++++ Input ++++

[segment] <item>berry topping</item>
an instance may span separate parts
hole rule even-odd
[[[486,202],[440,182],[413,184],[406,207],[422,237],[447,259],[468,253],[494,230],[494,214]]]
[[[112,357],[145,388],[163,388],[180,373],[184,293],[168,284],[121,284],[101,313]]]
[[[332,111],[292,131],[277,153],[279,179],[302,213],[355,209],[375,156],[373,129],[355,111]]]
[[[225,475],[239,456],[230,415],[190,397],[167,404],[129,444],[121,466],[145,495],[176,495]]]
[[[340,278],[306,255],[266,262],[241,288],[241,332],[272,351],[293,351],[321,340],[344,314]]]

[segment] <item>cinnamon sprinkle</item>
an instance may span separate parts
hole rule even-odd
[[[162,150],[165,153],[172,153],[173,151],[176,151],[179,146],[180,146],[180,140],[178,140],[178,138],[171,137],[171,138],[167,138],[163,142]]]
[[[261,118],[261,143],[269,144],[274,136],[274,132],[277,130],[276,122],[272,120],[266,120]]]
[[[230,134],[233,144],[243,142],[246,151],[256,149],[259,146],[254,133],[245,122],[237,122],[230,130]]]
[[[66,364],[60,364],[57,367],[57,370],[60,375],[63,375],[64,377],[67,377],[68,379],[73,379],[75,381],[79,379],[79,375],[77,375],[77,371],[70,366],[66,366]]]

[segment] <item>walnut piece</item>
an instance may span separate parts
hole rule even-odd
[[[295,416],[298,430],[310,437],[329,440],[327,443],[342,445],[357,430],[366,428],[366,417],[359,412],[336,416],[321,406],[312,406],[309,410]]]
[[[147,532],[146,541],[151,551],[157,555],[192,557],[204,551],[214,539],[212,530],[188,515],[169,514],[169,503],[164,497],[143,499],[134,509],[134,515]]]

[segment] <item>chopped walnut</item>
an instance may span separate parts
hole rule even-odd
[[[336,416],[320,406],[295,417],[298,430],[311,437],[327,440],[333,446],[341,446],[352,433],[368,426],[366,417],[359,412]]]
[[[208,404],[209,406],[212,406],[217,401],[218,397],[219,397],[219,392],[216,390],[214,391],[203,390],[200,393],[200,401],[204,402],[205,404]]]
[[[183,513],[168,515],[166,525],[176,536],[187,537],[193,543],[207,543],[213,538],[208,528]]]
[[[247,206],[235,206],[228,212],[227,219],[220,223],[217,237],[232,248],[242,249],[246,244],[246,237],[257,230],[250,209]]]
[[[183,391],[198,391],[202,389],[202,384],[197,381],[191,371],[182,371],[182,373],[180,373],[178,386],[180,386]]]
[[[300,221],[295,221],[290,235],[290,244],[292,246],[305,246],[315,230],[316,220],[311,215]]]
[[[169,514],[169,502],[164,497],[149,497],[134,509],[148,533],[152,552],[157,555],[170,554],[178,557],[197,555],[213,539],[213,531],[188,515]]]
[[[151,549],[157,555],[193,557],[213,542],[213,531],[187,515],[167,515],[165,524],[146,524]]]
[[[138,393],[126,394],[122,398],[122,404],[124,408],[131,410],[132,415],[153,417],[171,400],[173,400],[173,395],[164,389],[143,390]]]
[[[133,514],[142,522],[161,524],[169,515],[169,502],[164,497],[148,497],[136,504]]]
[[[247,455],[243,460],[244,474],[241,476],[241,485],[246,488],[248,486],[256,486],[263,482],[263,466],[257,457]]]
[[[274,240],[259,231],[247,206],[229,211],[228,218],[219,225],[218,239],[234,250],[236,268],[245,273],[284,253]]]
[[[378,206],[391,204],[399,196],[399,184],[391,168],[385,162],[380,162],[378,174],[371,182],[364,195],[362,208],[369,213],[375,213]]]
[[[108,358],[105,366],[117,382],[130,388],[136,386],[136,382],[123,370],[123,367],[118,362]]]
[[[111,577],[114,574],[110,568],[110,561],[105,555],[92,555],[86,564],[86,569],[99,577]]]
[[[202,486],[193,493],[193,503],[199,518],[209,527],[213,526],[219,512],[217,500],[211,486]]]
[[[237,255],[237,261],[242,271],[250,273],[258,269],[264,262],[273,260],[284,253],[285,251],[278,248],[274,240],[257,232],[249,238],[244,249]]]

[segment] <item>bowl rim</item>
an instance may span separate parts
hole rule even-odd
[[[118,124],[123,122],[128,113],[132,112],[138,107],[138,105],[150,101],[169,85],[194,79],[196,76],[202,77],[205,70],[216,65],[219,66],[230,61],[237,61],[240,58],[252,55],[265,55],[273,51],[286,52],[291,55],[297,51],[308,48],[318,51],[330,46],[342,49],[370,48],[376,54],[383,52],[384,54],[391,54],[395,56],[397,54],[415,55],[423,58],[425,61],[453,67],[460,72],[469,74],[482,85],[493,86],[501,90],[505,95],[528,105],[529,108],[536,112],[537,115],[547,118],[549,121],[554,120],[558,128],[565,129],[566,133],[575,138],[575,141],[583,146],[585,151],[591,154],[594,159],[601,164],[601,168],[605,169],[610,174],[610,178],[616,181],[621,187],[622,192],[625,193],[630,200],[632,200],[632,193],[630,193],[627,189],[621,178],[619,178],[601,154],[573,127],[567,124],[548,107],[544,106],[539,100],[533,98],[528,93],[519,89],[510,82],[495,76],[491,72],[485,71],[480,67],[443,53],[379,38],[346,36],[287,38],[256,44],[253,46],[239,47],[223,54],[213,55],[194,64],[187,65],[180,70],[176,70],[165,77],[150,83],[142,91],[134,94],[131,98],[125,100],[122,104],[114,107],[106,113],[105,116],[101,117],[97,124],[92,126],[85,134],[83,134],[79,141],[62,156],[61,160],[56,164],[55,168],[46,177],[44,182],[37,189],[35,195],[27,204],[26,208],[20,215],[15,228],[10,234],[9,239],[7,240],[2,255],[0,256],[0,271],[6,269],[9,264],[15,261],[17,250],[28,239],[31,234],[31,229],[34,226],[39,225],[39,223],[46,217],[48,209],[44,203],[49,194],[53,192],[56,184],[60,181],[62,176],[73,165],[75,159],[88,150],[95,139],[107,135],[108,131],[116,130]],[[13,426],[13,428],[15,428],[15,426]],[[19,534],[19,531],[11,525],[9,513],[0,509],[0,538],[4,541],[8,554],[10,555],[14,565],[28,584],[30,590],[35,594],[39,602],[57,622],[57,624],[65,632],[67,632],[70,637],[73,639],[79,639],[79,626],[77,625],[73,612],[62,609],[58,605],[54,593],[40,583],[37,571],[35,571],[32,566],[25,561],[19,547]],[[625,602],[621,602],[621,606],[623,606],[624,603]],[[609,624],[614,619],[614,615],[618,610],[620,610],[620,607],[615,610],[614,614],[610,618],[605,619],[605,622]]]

++++

Your goal: Return the data from the top line through the bottom line exactly.

Output for this exercise:
[segment] <item>berry topping</item>
an instance may span separate parts
hole rule even-odd
[[[486,202],[440,182],[413,184],[406,207],[422,237],[447,259],[468,253],[494,230],[494,214]]]
[[[112,357],[145,388],[163,388],[180,373],[184,293],[168,284],[121,284],[101,313]]]
[[[332,111],[292,131],[277,153],[279,179],[302,213],[355,209],[375,156],[373,129],[355,111]]]
[[[225,475],[239,456],[230,415],[190,397],[167,404],[129,444],[121,466],[145,495],[176,495]]]
[[[340,278],[306,255],[266,262],[241,288],[241,332],[272,351],[293,351],[321,340],[344,314]]]

[segment] <item>cinnamon sprinkle</item>
an instance may span separate parts
hole rule even-odd
[[[162,150],[165,153],[172,153],[173,151],[176,151],[179,146],[180,146],[180,140],[178,140],[178,138],[171,137],[171,138],[167,138],[163,142]]]
[[[261,118],[261,143],[269,144],[274,136],[274,132],[277,130],[276,122],[272,120],[266,120]]]
[[[230,134],[233,144],[243,142],[246,151],[256,149],[259,146],[254,133],[245,122],[237,122],[230,130]]]
[[[66,364],[60,364],[57,367],[57,370],[60,375],[63,375],[64,377],[67,377],[68,379],[73,379],[75,381],[79,379],[79,375],[77,375],[77,371],[70,366],[66,366]]]

[segment] <item>walnut piece</item>
an instance may span separate parts
hole rule even-odd
[[[295,416],[298,430],[310,437],[329,440],[327,443],[342,445],[357,430],[366,428],[366,417],[359,412],[336,416],[321,406],[312,406],[309,410]]]
[[[147,532],[146,541],[151,551],[157,555],[192,557],[204,551],[214,539],[212,530],[188,515],[169,514],[169,503],[164,497],[143,499],[134,509],[134,515]]]

[segment] <item>chopped walnut</item>
an instance may span separate parts
hole rule even-odd
[[[336,416],[320,406],[295,417],[298,430],[311,437],[327,440],[333,446],[341,446],[352,433],[368,426],[366,417],[359,412]]]
[[[208,404],[209,406],[212,406],[217,401],[218,397],[219,397],[219,392],[216,390],[214,391],[203,390],[200,393],[200,401],[204,402],[205,404]]]
[[[183,513],[168,515],[166,525],[176,536],[187,537],[193,543],[207,543],[213,538],[208,528]]]
[[[247,206],[235,206],[228,212],[227,219],[220,223],[217,237],[232,248],[242,249],[246,244],[246,237],[257,230],[250,209]]]
[[[183,391],[198,391],[202,389],[202,384],[197,381],[191,371],[182,371],[182,373],[180,373],[178,386],[180,386]]]
[[[300,221],[295,221],[290,235],[290,244],[292,246],[305,246],[315,230],[316,220],[311,215]]]
[[[169,514],[169,502],[164,497],[149,497],[134,509],[148,533],[152,552],[157,555],[170,554],[178,557],[197,555],[213,539],[213,531],[188,515]]]
[[[151,549],[157,555],[193,557],[213,542],[213,531],[187,515],[167,515],[165,524],[146,524]]]
[[[138,393],[126,394],[122,398],[122,404],[124,408],[131,410],[132,415],[153,417],[171,400],[173,400],[173,395],[164,389],[143,390]]]
[[[133,514],[142,522],[161,524],[169,515],[169,502],[164,497],[148,497],[136,504]]]
[[[247,455],[243,460],[244,474],[241,476],[241,485],[246,488],[248,486],[256,486],[263,482],[263,466],[257,457]]]
[[[274,240],[259,231],[247,206],[229,211],[228,218],[219,225],[218,239],[234,250],[236,268],[245,273],[284,253]]]
[[[378,206],[391,204],[399,196],[399,184],[391,168],[385,162],[380,162],[378,174],[371,182],[364,195],[362,208],[369,213],[375,213]]]
[[[108,358],[105,366],[117,382],[130,388],[136,386],[136,382],[123,370],[123,367],[118,362]]]
[[[111,577],[114,574],[110,568],[110,561],[105,555],[92,555],[86,564],[86,569],[99,577]]]
[[[202,486],[193,493],[193,503],[199,518],[209,527],[213,526],[219,512],[217,500],[211,486]]]
[[[237,255],[237,261],[242,271],[250,273],[258,269],[264,262],[273,260],[284,253],[285,251],[278,248],[274,240],[257,232],[249,238],[244,249]]]

[segment] <item>bowl rim</item>
an instance may span separate parts
hole rule even-odd
[[[118,124],[123,122],[128,113],[132,112],[138,107],[138,105],[150,101],[169,85],[194,79],[196,76],[202,77],[205,70],[216,65],[219,66],[230,61],[237,61],[240,58],[252,55],[265,55],[273,51],[286,52],[291,55],[297,51],[308,48],[318,51],[330,46],[342,49],[370,48],[376,54],[383,52],[384,54],[391,54],[395,56],[397,54],[415,55],[423,58],[425,61],[453,67],[460,72],[469,74],[482,85],[493,86],[501,90],[505,95],[528,105],[529,108],[536,112],[537,115],[547,118],[549,121],[554,120],[558,128],[565,129],[566,133],[575,138],[575,141],[583,146],[585,151],[591,154],[594,159],[601,164],[601,168],[605,169],[610,174],[610,178],[616,181],[621,187],[622,192],[625,193],[630,200],[632,200],[632,193],[630,193],[627,189],[621,178],[619,178],[601,154],[573,127],[567,124],[548,107],[544,106],[539,100],[533,98],[528,93],[519,89],[510,82],[495,76],[491,72],[485,71],[480,67],[443,53],[379,38],[346,36],[287,38],[256,44],[253,46],[239,47],[223,54],[213,55],[194,64],[187,65],[180,70],[176,70],[165,77],[150,83],[142,91],[134,94],[131,98],[125,100],[122,104],[114,107],[106,113],[105,116],[101,117],[97,124],[92,126],[85,134],[83,134],[79,141],[62,156],[61,160],[56,164],[55,168],[46,177],[44,182],[37,189],[35,195],[27,204],[26,208],[20,215],[15,228],[10,234],[9,239],[7,240],[2,255],[0,256],[0,271],[6,269],[9,264],[15,261],[17,250],[28,239],[31,234],[31,229],[34,226],[39,225],[39,223],[46,217],[48,209],[44,203],[49,194],[53,192],[56,184],[60,181],[62,176],[73,165],[75,159],[88,150],[95,139],[107,135],[108,131],[116,130]],[[13,426],[13,428],[15,428],[15,426]],[[19,534],[19,531],[11,525],[9,513],[0,509],[0,538],[4,541],[8,554],[10,555],[14,565],[28,584],[30,590],[35,594],[39,602],[57,622],[57,624],[65,632],[67,632],[70,637],[73,639],[79,639],[79,626],[77,625],[73,612],[62,609],[58,605],[54,593],[40,583],[37,571],[35,571],[32,566],[25,561],[19,547]],[[625,602],[621,602],[621,606],[623,606],[624,603]],[[609,624],[614,619],[614,615],[618,610],[620,610],[620,607],[615,610],[614,614],[610,618],[605,619],[605,622]]]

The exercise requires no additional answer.